▶ Excerpted text
# # # # #
As M People celebrate their phenomenal 90s run with a career-spanning boxset, Classic Pop sits down with Mike Pickering and Paul Heard – the creative core behind the big voice – tracking their journey from Manchester’s clubs to the top of the charts

In the early 90s, a band exploded out of Manchester with attitude, anthems and a voice that defined a generation. Building on the city’s rich musical heritage, from the Buzzcocks to the Roses, they would reign over the decade, notching up a string of hits that were screamed back at them at arenas, stadiums and even a Glastonbury headline slot. If the act that first springs to mind begins with an ‘O’, think again. M People’s résumé includes 11 million sales, two BRITs and the Mercury Prize. A permanent fixture in the UK charts throughout the 90s, they even topped the US Billboard Dance Chart.
# # # # #
▶ Given material
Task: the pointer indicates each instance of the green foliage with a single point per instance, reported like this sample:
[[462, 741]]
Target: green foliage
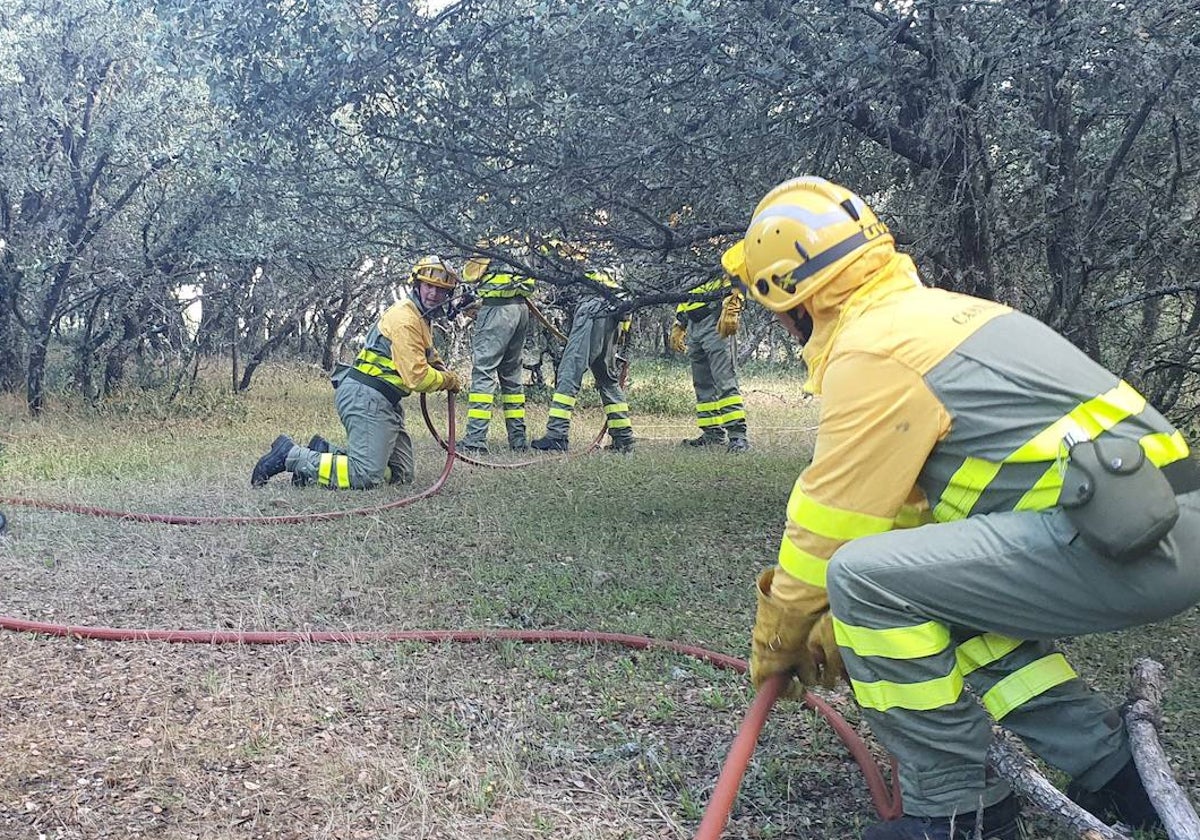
# # # # #
▶ Required tasks
1) In the M People article, which two people does Classic Pop sit down with?
2) Name every accomplishment given in the M People article's sentence that starts "M People’s résumé includes".
3) Please carry on the M People article from where it stops.
The data above plays no part in any of this.

▶ Answers to the tasks
1) Mike Pickering and Paul Heard.

2) 11 million sales, two BRITs, and the Mercury Prize.

3)
Looking back isn’t something that comes particularly naturally to founder Mike Pickering, but then he hasn’t really had the chance. M People is but one chapter in a colourful career that spans from Haçienda DJ and Factory Records’ Latin-house outfit Quando Quango, to prodigious A&R man, whose many signings include the Happy Mondays, Kasabian and Calvin Harris. Pickering’s career has been forged on pressing onwards, forever chasing the next buzz. He wasn’t just around at the birth of the UK clubbing scene; he was the midwife. Becoming a heritage act that emerges every three years for another a victory lap doesn’t appeal. He was notably absent at M People’s triumphant reunion shows in 2012 and 2013.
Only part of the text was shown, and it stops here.